WHAT YOU ARE ASKED TO DO:
Only the lines from the line holding "Put a dot on each instance of the rock" to the last line should be output, each exactly as given.

DATASET ROWS:
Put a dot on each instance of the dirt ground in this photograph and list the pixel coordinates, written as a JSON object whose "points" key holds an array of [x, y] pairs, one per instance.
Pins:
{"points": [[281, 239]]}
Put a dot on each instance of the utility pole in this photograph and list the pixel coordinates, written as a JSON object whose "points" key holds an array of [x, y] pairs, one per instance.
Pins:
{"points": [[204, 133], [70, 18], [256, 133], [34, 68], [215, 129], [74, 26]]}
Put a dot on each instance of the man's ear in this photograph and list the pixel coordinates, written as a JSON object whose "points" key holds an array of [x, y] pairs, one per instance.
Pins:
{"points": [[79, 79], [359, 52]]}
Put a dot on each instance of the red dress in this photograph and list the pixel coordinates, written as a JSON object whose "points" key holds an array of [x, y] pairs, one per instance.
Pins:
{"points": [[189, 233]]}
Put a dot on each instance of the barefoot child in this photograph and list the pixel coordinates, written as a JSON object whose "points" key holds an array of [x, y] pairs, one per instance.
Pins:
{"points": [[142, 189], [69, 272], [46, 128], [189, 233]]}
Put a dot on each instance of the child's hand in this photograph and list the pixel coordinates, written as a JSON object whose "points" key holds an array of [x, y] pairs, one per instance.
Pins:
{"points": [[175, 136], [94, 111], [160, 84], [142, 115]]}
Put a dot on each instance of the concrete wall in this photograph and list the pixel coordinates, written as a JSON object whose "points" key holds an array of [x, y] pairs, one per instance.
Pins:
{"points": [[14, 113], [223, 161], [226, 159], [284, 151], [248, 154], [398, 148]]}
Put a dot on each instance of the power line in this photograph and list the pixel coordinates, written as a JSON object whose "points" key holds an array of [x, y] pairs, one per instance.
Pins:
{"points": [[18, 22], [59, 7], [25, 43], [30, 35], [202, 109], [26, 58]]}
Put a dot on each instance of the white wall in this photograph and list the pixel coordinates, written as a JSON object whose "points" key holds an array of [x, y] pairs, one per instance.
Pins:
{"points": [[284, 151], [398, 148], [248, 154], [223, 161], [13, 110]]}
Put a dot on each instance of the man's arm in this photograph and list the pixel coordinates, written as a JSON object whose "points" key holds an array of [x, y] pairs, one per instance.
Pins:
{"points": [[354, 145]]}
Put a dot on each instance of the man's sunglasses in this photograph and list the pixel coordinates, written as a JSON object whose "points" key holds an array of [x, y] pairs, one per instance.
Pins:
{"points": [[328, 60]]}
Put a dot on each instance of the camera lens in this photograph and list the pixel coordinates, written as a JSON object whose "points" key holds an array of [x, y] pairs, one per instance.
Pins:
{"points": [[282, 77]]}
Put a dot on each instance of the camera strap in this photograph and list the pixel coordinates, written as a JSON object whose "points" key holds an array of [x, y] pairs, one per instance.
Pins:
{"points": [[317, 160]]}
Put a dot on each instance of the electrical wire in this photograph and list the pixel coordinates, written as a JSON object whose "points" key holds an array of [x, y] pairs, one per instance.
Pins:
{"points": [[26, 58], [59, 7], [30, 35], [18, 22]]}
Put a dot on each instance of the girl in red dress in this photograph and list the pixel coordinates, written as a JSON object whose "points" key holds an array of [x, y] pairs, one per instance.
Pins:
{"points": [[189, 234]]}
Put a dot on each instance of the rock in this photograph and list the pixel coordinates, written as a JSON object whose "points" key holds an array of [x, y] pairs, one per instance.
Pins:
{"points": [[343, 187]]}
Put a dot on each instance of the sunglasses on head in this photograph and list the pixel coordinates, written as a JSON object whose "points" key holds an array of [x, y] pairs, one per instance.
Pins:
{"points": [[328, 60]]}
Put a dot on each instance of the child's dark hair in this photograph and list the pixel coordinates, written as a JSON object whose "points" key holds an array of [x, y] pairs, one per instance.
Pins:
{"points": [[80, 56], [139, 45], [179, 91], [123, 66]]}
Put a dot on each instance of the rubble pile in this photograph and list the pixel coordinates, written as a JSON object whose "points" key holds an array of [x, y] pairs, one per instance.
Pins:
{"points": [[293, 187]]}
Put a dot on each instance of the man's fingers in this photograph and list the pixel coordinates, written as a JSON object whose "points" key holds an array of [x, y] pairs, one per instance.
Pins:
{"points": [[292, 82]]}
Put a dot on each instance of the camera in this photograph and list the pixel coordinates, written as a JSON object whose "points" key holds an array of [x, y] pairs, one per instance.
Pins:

CORRECT ANSWER:
Put a dot on each instance of the rock in this photograph and list the pixel coordinates, written as a JSON object whose "points" key holds an array of [x, y] pairs, one per instance.
Pins:
{"points": [[343, 187]]}
Put a dot on each instance of the sunglasses on head in this photograph and list the pixel coordinates, written as a JSON object whose "points" key holds an array of [x, y] pairs, one per instance.
Pins:
{"points": [[328, 60]]}
Put a dot on each instance of the child's dark hair in this photograph and list the pixel coordinates, written as a JSON object whose "points" key holds an array of [x, y] pairs, one per instance.
Pins:
{"points": [[80, 56], [139, 45], [179, 91], [123, 66]]}
Put a dot on each instance of the rubble pile in this photograph and list the pixel coordinates, written as a JSON object whose "points" key holds an array of [x, y] pairs, one per instance.
Pins:
{"points": [[293, 187]]}
Put a dot on each instance of the man's fingers in this photograph and list the pixel coordinates, written as a JSON object whose "points" key holds an array of [x, y] pairs, one per instance.
Pins:
{"points": [[292, 82]]}
Put a dot on each instance of the camera in this photograph and list the pixel coordinates, written as a JSON object whose "points" key holds an array of [x, y] pairs, one per instance.
Pins:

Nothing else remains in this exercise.